Vorliegender Text —

════════════════

Bild: Fassade des Springer-Verlagshauses in Berlin
An diesem Freitagnachmittag beginnt am Arbeitsgericht Berlin das
Klageverfahren des [1][Axel-Springer-Verlags] gegen den ehemaligen
Bild-Chefredakteur [2][Julian Reichelt]. Springer verlangt von Reichelt
eine Millionen-Summe, weil er gegen Verpflichtungen seines
Abwicklungsvertrags verstoßen habe.
Lediglich zur [3][Vorgeschichte dieses Rechtsstreits] gehören die Vorwürfe
gegen Reichelt, er habe seine Machtstellung als Chefredakteur missbraucht.
Er soll immer wieder junge, von ihm beruflich abhängige Kolleginnen
gefördert und zugleich in sexuelle Beziehungen verstrickt haben, um sie am
Ende brüsk abzuservieren.
Nach internen Beschwerden von einigen Mitarbeiterinnen leitete der
Axel-Springer-Verlag eine Compliance-Untersuchung ein. Als dies durch einen
Spiegel-Bericht im März 2021 bekannt wurde, beurlaubte der Springer Verlag
Julian Reichelt. Diese Untersuchung ergab Fehler in der Amts- und
Personalführung, die aber „nicht strafrechtlicher Natur“ seien.
Es gab also keine Nötigungsvorwürfe, etwa [4][dass Reichelt den Frauen
offen mit Nachteilen gedroht hätte], wenn sie nicht auf seine Offerten
eingehen. Nach 13 Tagen durfte Reichelt zu Bild zurückkehren. Als aber im
Oktober neue Vorwürfe des Machtmissbrauchs bekannt wurden, stellte Springer
den Chefredakteur endgültig frei. Zur Begründung hieß es, „dass Julian
Reichelt auch aktuell noch Privates und Berufliches nicht klar trennt und
dem Vorstand darüber die Unwahrheit gesagt hat“.
## Springer verlangt Abfindung zurück
Reichelt wurde nun gekündigt und zugleich wurde ein Abwicklungsvertrag mit
ihm geschlossen. Er verzichtete darin auf eine Kündigungsschutzklage und
erhielt im Gegenzug eine Millionenabfindung. Außerdem verpflichtete sich
Reichelt dazu, keine Bild-Mitarbeiter:innen abzuwerben, keine
Unterlagenmitzunehmen und dienstliche Dateien zu löschen.
Gegen solche vertraglichen Verpflichtungen soll Reichelt verstoßen haben.
Deshalb hat ihn der Axel-Springer-Verlag beim Arbeitsgericht Berlin
verklagt. Springer verlangt die Abfindung zurück. Außerdem müsse Reichelt
Vertragsstrafen zahlen. Zusammen solle dies einen siebenstelligen Betrag
ergeben. Reichelt wird wohl bestreiten, dass er Verpflichtungen verletzt
hat. So dürfte er argumentieren, dass er keine Bild-Mitarbeiter:innen
abgeworben habe, sondern diese ihm unaufgefordert zu seiner neuen Firma
Rome Media gefolgt seien.

════════════════

Bereitgestellte Daten —

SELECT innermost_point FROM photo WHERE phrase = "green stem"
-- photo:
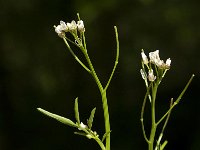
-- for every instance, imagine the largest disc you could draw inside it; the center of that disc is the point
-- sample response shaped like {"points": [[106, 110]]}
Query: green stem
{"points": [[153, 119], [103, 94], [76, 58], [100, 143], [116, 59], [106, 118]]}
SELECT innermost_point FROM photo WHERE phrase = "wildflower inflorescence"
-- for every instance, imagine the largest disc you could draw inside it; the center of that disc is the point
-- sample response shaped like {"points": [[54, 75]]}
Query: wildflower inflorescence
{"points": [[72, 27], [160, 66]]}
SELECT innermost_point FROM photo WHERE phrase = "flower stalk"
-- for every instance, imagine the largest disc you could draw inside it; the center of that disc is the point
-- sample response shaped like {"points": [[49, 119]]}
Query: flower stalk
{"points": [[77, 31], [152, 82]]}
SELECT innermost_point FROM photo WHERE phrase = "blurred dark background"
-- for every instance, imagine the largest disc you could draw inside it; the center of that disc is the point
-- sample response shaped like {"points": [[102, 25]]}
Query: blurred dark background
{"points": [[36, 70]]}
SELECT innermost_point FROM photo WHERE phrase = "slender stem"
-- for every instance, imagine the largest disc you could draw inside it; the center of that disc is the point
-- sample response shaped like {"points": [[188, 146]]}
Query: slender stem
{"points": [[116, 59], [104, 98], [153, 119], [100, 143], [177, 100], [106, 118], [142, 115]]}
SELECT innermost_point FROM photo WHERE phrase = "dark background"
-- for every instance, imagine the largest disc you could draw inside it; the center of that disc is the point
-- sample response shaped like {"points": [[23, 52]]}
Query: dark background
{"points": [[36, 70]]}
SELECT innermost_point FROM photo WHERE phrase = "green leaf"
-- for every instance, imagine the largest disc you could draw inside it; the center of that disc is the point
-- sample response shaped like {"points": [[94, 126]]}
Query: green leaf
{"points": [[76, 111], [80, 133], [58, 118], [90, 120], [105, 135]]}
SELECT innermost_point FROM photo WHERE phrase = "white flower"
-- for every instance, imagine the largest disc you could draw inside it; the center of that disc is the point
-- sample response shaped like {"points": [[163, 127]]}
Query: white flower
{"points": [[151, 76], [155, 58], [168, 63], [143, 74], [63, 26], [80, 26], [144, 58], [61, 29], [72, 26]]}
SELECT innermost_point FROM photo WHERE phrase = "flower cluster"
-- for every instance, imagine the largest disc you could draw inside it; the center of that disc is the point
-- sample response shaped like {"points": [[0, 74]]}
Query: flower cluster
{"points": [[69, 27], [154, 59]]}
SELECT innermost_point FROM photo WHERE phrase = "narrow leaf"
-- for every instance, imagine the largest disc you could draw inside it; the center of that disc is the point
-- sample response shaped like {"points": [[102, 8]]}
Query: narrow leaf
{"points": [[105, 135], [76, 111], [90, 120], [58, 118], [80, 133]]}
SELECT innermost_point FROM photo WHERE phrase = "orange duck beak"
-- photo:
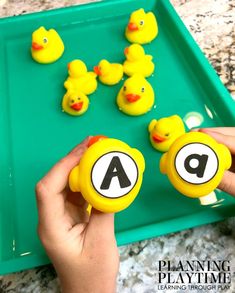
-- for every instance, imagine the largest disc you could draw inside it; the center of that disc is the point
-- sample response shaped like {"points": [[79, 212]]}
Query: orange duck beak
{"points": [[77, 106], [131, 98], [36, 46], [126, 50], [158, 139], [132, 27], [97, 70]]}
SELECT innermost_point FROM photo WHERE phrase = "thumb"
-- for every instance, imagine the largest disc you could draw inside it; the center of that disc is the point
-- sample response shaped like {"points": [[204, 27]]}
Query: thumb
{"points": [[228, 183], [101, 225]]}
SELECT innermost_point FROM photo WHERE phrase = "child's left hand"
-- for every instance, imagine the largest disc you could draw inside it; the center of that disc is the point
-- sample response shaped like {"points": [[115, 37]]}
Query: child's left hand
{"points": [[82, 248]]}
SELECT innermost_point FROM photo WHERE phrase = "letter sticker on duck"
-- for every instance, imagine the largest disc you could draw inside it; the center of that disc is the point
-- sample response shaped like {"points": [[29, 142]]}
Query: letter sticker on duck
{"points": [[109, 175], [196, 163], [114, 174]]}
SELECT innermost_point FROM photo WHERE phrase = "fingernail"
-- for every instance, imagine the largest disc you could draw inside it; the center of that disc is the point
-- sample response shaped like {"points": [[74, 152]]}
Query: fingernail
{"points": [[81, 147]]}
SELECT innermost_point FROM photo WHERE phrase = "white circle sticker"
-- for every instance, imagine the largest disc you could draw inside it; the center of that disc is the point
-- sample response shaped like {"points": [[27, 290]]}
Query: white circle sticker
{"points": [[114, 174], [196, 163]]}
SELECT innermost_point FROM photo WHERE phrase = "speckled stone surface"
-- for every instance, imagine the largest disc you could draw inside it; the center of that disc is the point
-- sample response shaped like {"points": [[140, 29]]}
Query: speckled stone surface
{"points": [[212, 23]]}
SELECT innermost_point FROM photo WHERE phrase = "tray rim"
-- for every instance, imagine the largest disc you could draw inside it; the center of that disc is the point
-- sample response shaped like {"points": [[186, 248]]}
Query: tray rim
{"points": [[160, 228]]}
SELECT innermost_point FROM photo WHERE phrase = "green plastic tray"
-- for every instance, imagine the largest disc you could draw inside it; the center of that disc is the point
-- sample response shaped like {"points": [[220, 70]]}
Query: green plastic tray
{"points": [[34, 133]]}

════════════════

Nennen Sie alle Zusagen, die Reichelt laut dem Artikel über die Klage gegen Julian Reichelt im Abwicklungsvertrag gemacht hat.

- Verzicht auf eine Kündigungsschutzklage
- keine Bild-Mitarbeiter:innen abwerben
- keine Unterlagen mitnehmen
- dienstliche Dateien löschen